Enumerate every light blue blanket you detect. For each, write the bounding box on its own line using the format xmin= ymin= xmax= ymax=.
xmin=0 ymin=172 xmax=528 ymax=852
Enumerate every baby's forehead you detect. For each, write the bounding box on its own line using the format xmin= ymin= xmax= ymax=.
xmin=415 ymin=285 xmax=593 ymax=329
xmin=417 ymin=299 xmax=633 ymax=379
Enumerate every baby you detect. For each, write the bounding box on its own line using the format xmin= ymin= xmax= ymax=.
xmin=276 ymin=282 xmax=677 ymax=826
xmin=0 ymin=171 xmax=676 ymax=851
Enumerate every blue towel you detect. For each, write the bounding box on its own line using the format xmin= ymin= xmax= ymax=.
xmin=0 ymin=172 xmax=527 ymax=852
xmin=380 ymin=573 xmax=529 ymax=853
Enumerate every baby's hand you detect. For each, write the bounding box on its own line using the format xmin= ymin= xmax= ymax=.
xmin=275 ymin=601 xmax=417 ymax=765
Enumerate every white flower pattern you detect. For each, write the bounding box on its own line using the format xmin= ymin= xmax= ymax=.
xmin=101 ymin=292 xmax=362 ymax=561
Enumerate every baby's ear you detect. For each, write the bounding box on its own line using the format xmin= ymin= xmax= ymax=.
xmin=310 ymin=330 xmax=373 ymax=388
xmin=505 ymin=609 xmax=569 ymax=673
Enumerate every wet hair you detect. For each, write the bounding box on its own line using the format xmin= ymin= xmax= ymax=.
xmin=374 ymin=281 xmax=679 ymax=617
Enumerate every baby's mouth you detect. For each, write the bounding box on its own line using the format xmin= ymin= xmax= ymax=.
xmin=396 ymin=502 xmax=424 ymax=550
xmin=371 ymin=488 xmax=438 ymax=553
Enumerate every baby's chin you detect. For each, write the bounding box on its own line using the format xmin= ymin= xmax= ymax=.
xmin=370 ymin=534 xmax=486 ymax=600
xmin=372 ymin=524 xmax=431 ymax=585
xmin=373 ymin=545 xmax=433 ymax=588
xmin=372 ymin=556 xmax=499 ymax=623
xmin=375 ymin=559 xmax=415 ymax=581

- [WHAT TO PRODUCE]: Return all the lines shown above, precisely as they stand.

- [WRITTEN ANSWER]:
Enumerate every light blue blanket you detect. For each, write the bounding box on its own line using the format xmin= ymin= xmax= ymax=.
xmin=0 ymin=172 xmax=528 ymax=852
Enumerate every baby's forehead you detect. For each, write the bounding box on its own line using the format xmin= ymin= xmax= ymax=.
xmin=415 ymin=285 xmax=593 ymax=329
xmin=417 ymin=299 xmax=633 ymax=379
Enumerate every baby you detect. For each, write the bounding box on its own line using the format xmin= ymin= xmax= ymax=.
xmin=276 ymin=282 xmax=677 ymax=826
xmin=0 ymin=171 xmax=676 ymax=851
Enumerate every blue towel you detect. For each, write the bounding box on its own line using the format xmin= ymin= xmax= ymax=.
xmin=0 ymin=172 xmax=527 ymax=852
xmin=380 ymin=573 xmax=529 ymax=853
Enumerate every baby's hand you detect. For each, write the bounding box on its own line using the format xmin= ymin= xmax= ymax=.
xmin=275 ymin=601 xmax=417 ymax=765
Enumerate every white flower pattern you detect. For each, write the bounding box on its own line using the format xmin= ymin= xmax= ymax=.
xmin=101 ymin=292 xmax=362 ymax=561
Enumerate every baby's ear you detect. For each, write the bounding box on its own line using the format xmin= ymin= xmax= ymax=.
xmin=310 ymin=330 xmax=373 ymax=388
xmin=505 ymin=609 xmax=569 ymax=673
Enumerate every wet hair you detect. For each, write the bounding box on its own line using the format xmin= ymin= xmax= ymax=.
xmin=374 ymin=281 xmax=679 ymax=617
Enumerate every baby's mouth you detect. For each, write the bounding box on its own line using the format xmin= ymin= xmax= ymax=.
xmin=396 ymin=502 xmax=424 ymax=550
xmin=371 ymin=488 xmax=438 ymax=553
Enumerate every baby's chin you detect. For each, write the bounding box on its own line using the format xmin= ymin= xmax= ymax=.
xmin=370 ymin=534 xmax=486 ymax=600
xmin=372 ymin=524 xmax=431 ymax=585
xmin=373 ymin=545 xmax=433 ymax=588
xmin=372 ymin=556 xmax=499 ymax=623
xmin=375 ymin=559 xmax=415 ymax=581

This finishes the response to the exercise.